DATA EXTRACTS: Begin

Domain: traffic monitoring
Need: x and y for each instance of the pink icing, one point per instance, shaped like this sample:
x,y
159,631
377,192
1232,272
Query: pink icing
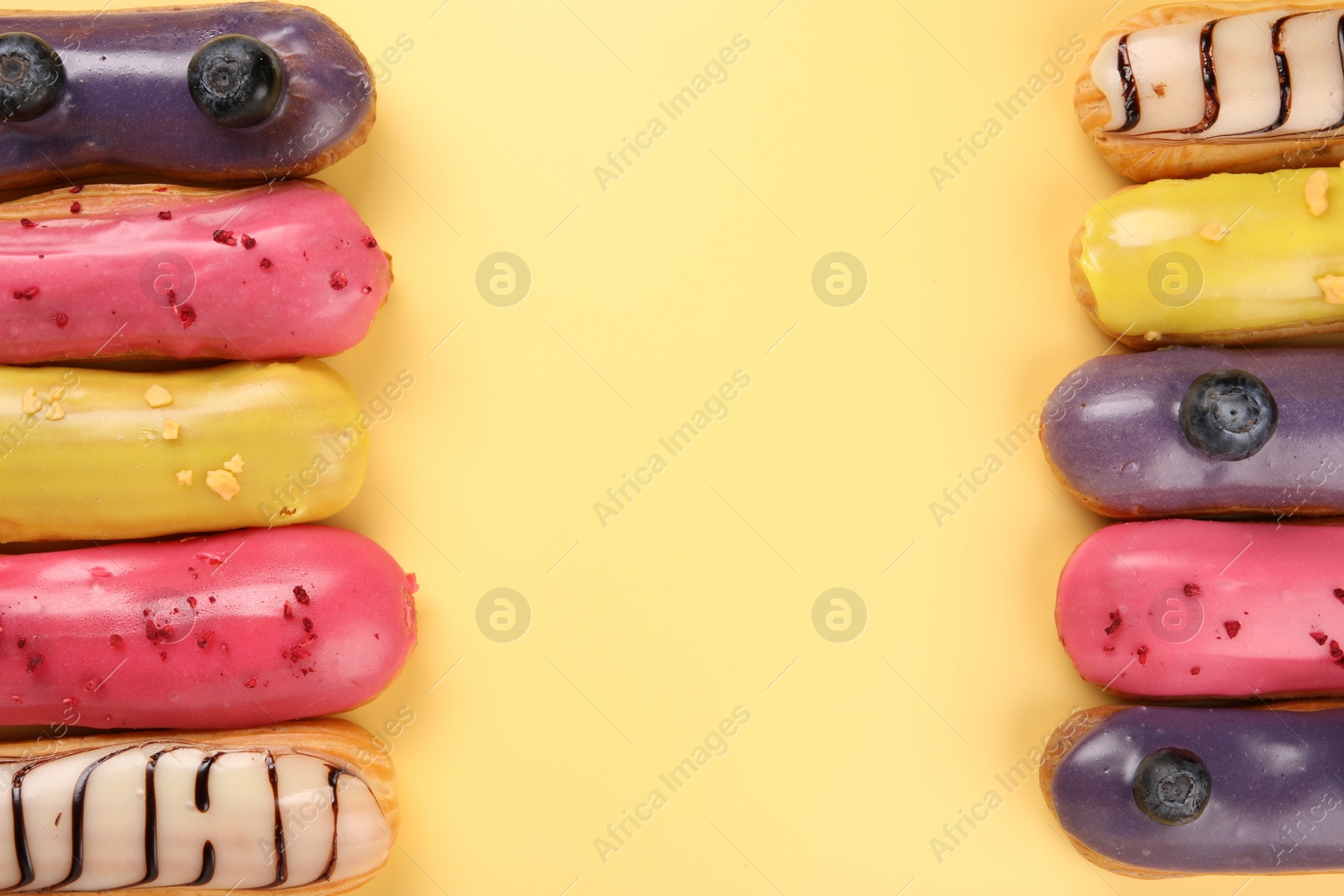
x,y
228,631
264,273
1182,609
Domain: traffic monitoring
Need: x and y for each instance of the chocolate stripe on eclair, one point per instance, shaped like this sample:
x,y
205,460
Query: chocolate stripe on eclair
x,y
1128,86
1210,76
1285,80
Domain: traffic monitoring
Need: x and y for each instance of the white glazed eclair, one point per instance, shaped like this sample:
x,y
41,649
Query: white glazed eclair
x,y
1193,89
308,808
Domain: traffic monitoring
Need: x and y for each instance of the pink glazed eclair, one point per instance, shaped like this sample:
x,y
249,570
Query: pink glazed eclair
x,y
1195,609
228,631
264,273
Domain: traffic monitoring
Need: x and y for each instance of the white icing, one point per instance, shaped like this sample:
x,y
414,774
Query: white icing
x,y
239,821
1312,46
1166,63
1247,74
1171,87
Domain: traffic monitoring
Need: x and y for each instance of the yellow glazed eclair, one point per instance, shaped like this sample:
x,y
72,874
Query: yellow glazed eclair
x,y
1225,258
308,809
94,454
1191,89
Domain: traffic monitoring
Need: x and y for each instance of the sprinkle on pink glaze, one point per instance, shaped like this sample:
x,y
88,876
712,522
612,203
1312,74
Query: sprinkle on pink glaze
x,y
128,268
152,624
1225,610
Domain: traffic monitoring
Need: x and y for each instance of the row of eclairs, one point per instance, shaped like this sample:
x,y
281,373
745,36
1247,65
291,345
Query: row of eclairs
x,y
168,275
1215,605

DATA EXTRACTS: End

TO DO:
For every line above with the word "Need" in it, make a copy.

ANSWER TO THIS EXERCISE:
Need: x and y for each instance of the pink icing, one point per instance, shaped like this sample:
Need: x and y for each instance of the chocolate stripe on eclair, one point per instance, shaped like this sample:
Need: x and y for each instance of the white glazed eclair, one point per instance, shaped like this sample:
Need: x and y for each instance of the pink glazed eclair, one point per instance, shaped like this sample:
Need: x and y for each instance of the white icing, one point per instance, shaped like this sample:
Need: x and y for each instance of the yellow glazed eclair, one point per instance, shaped like this sample:
Need: x and y for each instance of the sprinkle on pink glaze, one point per instance, shaped like this sample:
Need: x and y for each instance of the row of eclairs, one point per instance, shaped like this sample:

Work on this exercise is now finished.